Why is inflation still nonexistent? And what do we make of all this unprecedented monetary policy? Is debt deflation the biggest risk to the global economy? What are some of the major implications for investors? In the next section Jawad parses the economic data and surveys the macro landscape to offer his cyclical (1 to 2 years) outlook, and then I consider the secular (5 to 10 years) outlook, with a particular emphasis on the threat of deflation.

A Little Less Deflation, A Little More Reflation, Please

By Jawad Mian

Deflation is not always sinister.

I believe the deflation scare of 2014 will give way to a global economic surprise in 2015. The type of deflation likely to be observed this year will benefit the global economy and provide a welcome boost to real household incomes. In my mind, the collapse in oil prices is good deflation; a decline in demand, wages, or forward expectations causes bad deflation. Once the shock of the speed of the recent drop in oil prices is overcome, cheaper oil will undoubtedly be an important net positive for the world economy later in the year.

There is little evidence that expectations of future price declines are suppressing employment, wages, consumer spending intentions, or even global manufacturing activity. Global recruitment difficulties are back at 2006 levels, and there is mounting evidence that wage gains should begin to accelerate where they are needed most: the US, Germany, and Japan.

The US created nearly 3 million jobs in 2014, and real wages have risen more over the past year than at any other point since 2009. Strong momentum in the labor market, ongoing recovery in the US housing market, positive wealth effects from a buoyant stock market, and declines in energy prices should all combine to generate strong consumer-led growth.

It is getting more difficult to attract and retain labor. The tighter labor market has led Walmart, the nation’s largest private employer, to increase wages for 500,000 of its most poorly paid workers. The company plans to spend about $1 billion a year to raise the pay of all employees (1.3 million) to at least $9 an hour, and to at least $10 an hour by next February. I believe Walmart’s bold initiative will lead to higher wages being set for entry-level jobs throughout the retail sector, a trend that may impact over 15 million people.

**Exercises to complete**
[1] Find every line of the rows below that contains the word "green" and copy each one out.
[2] Write what comes next in the passage on deflation and the 2015 economic outlook, starting after its final sentence.

**Data provided**
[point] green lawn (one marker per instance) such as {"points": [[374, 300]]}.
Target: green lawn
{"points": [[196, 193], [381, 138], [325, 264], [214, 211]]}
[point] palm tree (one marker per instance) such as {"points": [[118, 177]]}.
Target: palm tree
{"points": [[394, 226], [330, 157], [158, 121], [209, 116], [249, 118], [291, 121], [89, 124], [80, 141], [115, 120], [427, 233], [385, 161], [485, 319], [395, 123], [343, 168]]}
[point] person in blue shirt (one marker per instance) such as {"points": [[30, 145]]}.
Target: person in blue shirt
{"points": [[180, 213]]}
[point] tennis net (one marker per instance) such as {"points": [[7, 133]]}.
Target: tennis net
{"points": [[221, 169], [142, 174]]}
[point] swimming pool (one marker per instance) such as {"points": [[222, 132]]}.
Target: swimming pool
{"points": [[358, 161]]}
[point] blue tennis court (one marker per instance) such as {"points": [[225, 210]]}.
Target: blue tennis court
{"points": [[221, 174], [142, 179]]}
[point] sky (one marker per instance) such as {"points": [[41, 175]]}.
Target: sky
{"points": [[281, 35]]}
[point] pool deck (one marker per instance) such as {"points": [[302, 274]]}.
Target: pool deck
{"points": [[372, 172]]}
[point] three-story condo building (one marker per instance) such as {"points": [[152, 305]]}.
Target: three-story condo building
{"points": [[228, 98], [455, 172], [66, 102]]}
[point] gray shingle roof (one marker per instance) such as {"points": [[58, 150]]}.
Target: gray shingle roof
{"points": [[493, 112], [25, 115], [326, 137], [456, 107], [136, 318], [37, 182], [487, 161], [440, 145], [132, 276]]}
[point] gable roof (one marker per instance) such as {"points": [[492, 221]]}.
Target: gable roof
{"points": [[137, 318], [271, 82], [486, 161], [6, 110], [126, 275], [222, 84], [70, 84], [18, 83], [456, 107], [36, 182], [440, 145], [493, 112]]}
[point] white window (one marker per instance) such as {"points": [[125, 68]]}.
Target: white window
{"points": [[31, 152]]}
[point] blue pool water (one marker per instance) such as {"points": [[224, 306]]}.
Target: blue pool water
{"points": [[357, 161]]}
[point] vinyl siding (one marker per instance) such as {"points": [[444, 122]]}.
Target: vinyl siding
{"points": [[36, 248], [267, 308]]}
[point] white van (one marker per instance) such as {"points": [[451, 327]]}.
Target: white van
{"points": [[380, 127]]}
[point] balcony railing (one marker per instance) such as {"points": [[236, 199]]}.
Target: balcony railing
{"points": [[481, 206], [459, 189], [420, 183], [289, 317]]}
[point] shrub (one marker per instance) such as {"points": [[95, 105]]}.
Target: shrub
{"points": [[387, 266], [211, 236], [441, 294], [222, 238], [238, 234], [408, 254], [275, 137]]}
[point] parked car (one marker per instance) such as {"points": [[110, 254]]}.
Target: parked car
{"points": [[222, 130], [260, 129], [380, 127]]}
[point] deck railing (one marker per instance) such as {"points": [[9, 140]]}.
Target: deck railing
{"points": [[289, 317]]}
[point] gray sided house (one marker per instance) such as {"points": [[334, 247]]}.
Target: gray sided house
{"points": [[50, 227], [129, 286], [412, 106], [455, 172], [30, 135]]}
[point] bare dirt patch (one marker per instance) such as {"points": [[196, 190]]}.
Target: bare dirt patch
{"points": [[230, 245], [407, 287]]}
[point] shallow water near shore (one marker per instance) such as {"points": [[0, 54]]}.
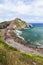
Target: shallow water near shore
{"points": [[33, 36]]}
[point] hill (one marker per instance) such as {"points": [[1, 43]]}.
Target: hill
{"points": [[15, 24], [12, 56]]}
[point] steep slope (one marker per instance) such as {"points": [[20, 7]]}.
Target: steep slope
{"points": [[12, 56], [14, 24]]}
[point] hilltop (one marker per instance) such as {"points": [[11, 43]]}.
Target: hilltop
{"points": [[12, 56], [15, 24]]}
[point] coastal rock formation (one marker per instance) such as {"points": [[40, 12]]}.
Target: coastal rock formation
{"points": [[15, 24]]}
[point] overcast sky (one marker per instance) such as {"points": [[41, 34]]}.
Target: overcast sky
{"points": [[28, 10]]}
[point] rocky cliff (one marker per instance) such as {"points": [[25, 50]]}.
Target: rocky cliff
{"points": [[15, 24]]}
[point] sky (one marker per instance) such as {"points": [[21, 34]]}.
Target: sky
{"points": [[30, 11]]}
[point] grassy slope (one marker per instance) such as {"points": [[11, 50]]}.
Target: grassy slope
{"points": [[11, 56]]}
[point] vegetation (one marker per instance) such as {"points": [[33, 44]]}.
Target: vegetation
{"points": [[11, 56]]}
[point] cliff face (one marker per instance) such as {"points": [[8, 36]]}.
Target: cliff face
{"points": [[15, 24]]}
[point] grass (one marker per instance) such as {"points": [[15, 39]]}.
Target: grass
{"points": [[11, 56]]}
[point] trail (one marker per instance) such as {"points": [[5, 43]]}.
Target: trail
{"points": [[22, 48]]}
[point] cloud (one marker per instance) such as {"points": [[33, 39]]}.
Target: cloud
{"points": [[10, 9]]}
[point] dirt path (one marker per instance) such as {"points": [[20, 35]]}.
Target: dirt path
{"points": [[22, 48]]}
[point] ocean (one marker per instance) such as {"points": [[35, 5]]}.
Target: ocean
{"points": [[33, 36]]}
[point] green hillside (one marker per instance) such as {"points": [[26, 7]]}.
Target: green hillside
{"points": [[12, 56]]}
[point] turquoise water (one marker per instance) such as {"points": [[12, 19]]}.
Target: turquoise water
{"points": [[33, 36]]}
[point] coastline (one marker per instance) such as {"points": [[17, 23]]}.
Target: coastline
{"points": [[24, 48]]}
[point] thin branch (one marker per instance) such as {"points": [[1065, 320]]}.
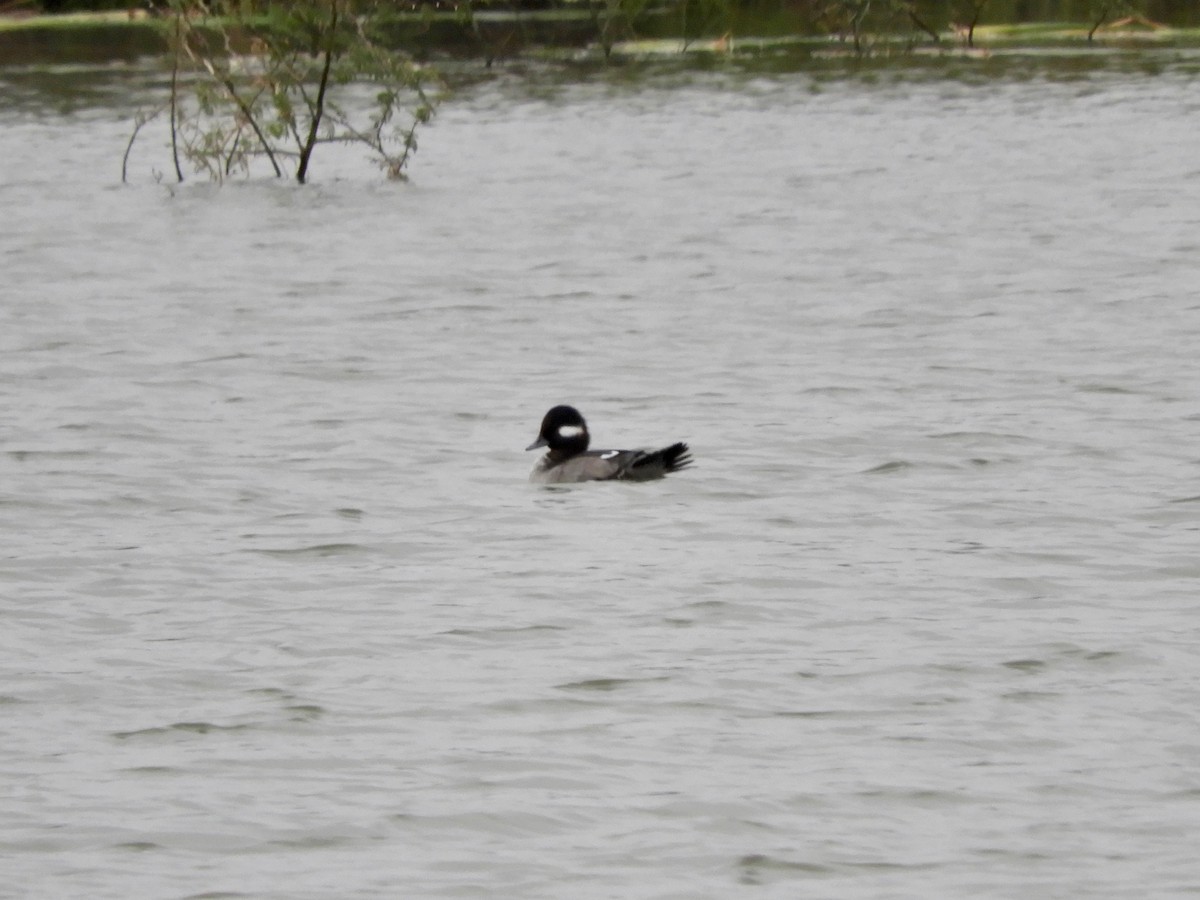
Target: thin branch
{"points": [[174, 96], [138, 124], [318, 107]]}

**Expected answers**
[1]
[point] green lawn (one marker per instance) such as {"points": [[374, 300]]}.
Target: green lawn
[point] green hillside (one marker per instance) such as {"points": [[26, 7]]}.
Target: green hillside

[2]
A look at interest rates, currency values, and reduced energy costs suggests that Europe and Japan will receive a significant reflationary boost. Europe’s economic turnaround is in its early stages and could provide a positive growth surprise over the next two years. The liquidity spigots are wide open, and the largely recapitalized banking system is responding to credit demand, as indicated by the latest ECB bank lending survey. Money supply and bank lending have continued to recover, with loan growth in the euro area about to turn positive for the first time since 2012.

The recent German consumer confidence reading was the highest it has been since 2001. German unemployment is near post-reunification lows, and real wages are growing at the fastest pace in over 20 years. IG Metall, Germany’s largest union, just settled on a 3.4% annual pay rise for its workers in southern Germany. More importantly, the deal is seen as a bellwether for salary negotiations in the rest of the country. Reports suggest that 32 regional contracts (covering seven unions and about 6.5 million workers) expire this year.

This is an essential part of euro-area rebalancing that should support growth in neighboring countries by way of a competitive boost. The Spanish labor market has enjoyed its best year since 2007, and the eurozone’s overall unemployment rate has fallen to a 33-month low.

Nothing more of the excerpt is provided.